▶ Brano di lettura:
_ _ _ _ _ _ _

L’humus de Il segreto dei suoi occhi sta nella storia del paese, negli anni in cui saliva al potere Isabel Perón e la storia dell’Argentina andava incupendosi sempre di più: il regista è abile nel riuscire a trasmettere un clima sempre più claustrofobico e senza via d’uscita che si va pian piano stringendo attorno ai personaggi. E su questo terreno il film può costruire la sua trama, in cui un uomo solitario non riesce più a vivere il presente, è costretto a guardare al passato per poter costruirsi un futuro migliore.

“Lascia la porta aperta”, avvisa Irene ogni volta che Benjamín vuole parlarle in privato: ed è proprio la porta del passato che dev’essere in questo caso chiusa in modo definitivo. Il segreto dei suoi occhi è quindi un film sull’importanza e la necessità della memoria, e dall’altra un film in cui un passato non risolto può tormentare fino all’angoscia. Il rischio è sempre alto: tornando indietro per richiudere la porta c’è la possibilità di scoprire verità terribili.

_ _ _ _ _ _ _

▶ Serie di esercizi:
a) Nel brano sul film Il segreto dei suoi occhi, che cosa dice Irene ogni volta che Benjamín vuole parlarle in privato?
b) Ripeti senza modifiche il passo del brano sul film che va da "L’humus de Il" fino a "un futuro migliore." compreso.

_ _ _ _ _ _ _

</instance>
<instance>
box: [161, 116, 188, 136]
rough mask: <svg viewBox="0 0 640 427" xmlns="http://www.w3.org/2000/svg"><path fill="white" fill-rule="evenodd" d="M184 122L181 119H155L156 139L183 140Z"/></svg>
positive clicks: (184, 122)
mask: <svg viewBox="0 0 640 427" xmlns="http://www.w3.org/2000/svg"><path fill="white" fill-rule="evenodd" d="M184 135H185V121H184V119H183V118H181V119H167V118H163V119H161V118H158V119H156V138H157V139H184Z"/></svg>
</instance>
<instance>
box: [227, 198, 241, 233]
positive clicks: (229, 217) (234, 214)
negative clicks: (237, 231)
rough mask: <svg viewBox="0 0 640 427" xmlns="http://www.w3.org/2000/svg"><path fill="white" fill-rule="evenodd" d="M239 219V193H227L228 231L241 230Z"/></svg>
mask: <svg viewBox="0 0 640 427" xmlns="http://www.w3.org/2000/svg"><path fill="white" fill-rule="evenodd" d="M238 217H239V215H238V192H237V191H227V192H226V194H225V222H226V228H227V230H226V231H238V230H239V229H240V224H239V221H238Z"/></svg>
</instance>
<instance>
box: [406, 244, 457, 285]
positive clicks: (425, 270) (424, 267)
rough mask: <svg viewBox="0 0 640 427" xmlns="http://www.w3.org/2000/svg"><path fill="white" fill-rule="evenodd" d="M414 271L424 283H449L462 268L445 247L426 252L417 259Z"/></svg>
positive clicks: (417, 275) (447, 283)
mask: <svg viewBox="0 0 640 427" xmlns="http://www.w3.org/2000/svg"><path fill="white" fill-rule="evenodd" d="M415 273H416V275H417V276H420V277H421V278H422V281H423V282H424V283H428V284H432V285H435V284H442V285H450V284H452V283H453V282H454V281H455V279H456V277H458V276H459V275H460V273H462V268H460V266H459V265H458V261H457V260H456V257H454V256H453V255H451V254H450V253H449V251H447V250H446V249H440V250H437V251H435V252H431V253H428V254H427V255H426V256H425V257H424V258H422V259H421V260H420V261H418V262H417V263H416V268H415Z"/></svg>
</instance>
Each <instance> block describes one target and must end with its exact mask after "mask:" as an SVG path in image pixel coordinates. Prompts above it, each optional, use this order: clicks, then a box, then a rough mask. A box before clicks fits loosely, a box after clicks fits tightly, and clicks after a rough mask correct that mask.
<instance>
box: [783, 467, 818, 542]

_ _ _ _ _ _ _

▶ Risposte agli esercizi:
a) "Lascia la porta aperta".

b)
L’humus de Il segreto dei suoi occhi sta nella storia del paese, negli anni in cui saliva al potere Isabel Perón e la storia dell’Argentina andava incupendosi sempre di più: il regista è abile nel riuscire a trasmettere un clima sempre più claustrofobico e senza via d’uscita che si va pian piano stringendo attorno ai personaggi. E su questo terreno il film può costruire la sua trama, in cui un uomo solitario non riesce più a vivere il presente, è costretto a guardare al passato per poter costruirsi un futuro migliore.